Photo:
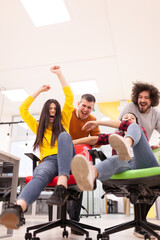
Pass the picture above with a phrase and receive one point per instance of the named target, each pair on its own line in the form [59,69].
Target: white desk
[7,157]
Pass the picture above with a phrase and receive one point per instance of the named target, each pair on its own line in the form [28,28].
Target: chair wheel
[147,236]
[106,237]
[99,236]
[28,236]
[65,234]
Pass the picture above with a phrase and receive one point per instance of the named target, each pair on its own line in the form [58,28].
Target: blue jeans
[143,156]
[51,166]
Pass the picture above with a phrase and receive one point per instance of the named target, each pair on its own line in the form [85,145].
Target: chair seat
[137,173]
[53,183]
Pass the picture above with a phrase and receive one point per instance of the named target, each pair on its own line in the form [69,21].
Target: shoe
[82,172]
[120,146]
[75,232]
[141,233]
[12,217]
[59,196]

* _GOAL_
Scale the point coordinates in the answers by 1.35 and round each to a whole number, with halves rounding up. Rewrite every line of all the entries, keeping the requests and their sample pairs unchanged, and leave out the pictures.

* _SOLUTION_
Photo:
Pass the picture above with a phrase and receive one point per instance of the named target, each pair on its own line in the form [59,69].
Target: white desk
[9,212]
Pass the picture above with a phrase and receive one point per instance of the named target, each pair on its own line in the form [28,28].
Target: chair wheel
[198,319]
[143,320]
[134,319]
[38,319]
[88,316]
Pass the picture above with a phrase and receive one point per instance of the named target, each pair on its own line in the form [58,28].
Target: blue jeans
[193,211]
[69,224]
Pass the picture above with a phrase and receive one point per instance of the named target, each pair on its own line in the form [85,145].
Target: chair seat
[185,234]
[72,247]
Pass the picture above with a phrase and receive one point per instance of the named target, each pair on its own line in the form [69,21].
Target: shoe
[111,232]
[162,197]
[101,313]
[190,315]
[16,293]
[80,265]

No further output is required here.